§ **Set problem**:
Everything from the line holding "of the wetland" through the last line below must be repeated exactly, and nothing else.
⟨
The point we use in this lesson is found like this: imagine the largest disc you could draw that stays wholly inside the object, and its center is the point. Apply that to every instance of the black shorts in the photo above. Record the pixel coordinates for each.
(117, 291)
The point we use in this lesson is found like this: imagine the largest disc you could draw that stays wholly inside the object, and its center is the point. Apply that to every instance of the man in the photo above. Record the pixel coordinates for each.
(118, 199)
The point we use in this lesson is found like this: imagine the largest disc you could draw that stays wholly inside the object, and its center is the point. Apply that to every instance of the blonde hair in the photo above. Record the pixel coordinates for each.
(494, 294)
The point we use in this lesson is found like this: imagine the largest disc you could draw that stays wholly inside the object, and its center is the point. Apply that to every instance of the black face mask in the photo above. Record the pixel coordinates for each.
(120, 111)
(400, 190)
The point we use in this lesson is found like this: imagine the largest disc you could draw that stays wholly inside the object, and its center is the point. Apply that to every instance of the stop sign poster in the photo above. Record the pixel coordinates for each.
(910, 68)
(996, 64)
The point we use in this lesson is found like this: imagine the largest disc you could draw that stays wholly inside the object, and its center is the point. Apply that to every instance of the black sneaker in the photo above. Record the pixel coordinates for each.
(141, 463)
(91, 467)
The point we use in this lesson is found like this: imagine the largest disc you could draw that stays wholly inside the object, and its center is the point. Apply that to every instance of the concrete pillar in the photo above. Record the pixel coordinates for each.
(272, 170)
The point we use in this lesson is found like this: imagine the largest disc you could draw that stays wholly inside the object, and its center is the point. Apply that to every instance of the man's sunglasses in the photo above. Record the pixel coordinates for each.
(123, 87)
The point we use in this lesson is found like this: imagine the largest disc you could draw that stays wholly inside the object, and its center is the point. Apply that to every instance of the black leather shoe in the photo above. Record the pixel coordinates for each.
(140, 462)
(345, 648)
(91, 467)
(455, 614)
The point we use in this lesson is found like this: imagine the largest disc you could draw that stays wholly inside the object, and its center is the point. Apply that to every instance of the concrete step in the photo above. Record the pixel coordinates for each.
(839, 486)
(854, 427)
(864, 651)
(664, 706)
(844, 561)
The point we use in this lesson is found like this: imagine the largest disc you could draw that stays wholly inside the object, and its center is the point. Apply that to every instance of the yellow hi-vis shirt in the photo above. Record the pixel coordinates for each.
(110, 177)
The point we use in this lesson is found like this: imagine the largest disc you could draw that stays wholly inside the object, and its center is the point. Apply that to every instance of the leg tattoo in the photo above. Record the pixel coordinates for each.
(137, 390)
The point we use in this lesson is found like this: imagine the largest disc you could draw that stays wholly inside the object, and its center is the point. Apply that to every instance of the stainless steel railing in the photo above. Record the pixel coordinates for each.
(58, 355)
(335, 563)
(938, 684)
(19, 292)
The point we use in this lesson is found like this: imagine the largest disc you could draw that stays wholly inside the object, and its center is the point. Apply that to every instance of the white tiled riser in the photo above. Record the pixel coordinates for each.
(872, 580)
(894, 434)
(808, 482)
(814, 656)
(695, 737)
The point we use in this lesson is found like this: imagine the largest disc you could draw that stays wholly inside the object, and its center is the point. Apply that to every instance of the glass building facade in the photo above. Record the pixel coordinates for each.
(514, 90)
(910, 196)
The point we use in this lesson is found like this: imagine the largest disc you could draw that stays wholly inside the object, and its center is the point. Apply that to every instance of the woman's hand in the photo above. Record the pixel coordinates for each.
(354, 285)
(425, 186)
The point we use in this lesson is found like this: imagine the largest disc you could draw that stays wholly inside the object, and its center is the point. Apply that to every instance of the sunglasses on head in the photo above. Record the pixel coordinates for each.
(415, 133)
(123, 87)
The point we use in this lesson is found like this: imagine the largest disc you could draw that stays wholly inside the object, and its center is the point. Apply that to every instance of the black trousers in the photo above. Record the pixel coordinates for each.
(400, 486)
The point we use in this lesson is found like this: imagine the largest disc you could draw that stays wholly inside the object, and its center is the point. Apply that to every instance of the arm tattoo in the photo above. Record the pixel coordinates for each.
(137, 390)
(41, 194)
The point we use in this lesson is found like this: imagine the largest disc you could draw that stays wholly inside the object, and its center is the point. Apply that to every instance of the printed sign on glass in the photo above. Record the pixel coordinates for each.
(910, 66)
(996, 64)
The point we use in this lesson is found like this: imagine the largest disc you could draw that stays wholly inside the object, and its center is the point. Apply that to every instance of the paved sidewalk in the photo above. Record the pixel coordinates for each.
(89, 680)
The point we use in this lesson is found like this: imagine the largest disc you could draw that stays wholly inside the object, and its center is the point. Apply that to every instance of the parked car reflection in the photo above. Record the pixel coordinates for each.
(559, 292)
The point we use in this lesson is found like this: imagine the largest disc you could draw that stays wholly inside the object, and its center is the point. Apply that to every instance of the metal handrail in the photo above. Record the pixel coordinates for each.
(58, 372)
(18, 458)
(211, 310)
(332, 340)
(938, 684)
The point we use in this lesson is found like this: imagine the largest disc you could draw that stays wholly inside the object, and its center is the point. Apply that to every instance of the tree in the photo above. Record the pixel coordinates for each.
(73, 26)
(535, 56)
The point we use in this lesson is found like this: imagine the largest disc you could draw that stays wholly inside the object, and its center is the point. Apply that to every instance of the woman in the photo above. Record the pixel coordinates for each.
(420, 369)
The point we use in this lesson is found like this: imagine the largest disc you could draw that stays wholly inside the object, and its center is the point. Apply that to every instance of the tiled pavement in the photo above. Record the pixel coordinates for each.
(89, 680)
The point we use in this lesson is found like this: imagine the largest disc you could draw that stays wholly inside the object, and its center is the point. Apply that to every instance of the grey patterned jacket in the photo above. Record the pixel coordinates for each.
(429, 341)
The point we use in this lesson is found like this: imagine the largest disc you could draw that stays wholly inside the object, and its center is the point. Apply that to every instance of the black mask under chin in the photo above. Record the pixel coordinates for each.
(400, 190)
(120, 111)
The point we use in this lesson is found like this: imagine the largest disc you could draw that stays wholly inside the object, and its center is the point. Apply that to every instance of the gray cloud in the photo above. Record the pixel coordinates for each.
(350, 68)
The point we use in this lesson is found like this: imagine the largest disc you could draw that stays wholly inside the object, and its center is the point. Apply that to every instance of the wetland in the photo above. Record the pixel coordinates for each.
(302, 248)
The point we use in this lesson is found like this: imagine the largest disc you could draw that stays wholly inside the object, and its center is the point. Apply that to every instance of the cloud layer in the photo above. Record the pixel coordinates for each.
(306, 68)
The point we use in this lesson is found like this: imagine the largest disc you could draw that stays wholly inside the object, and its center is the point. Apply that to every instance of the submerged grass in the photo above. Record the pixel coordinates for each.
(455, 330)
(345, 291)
⟩
§ **Expected output**:
The point we use in this lesson is found like this: imagine the largest disc you could draw that stays wholly inside the object, and its center is the point. Apply that to every instance of the wetland in the photo above. Record the pixel coordinates for each.
(302, 248)
The point we use in this lesson is found like this: imagine the largest disc you could draw that stays wholly inside the object, and its center is the point. Apply that to every instance of the cloud layer in the photo above. Record the pixel coordinates for each.
(306, 68)
The point we use in this lesson is found like this: imagine the largest disc you could draw that stays wholly inside the object, and its center is the point. Apply that to every instance of the submerged grass in the photo above. Record the pixel coordinates for each.
(455, 330)
(345, 291)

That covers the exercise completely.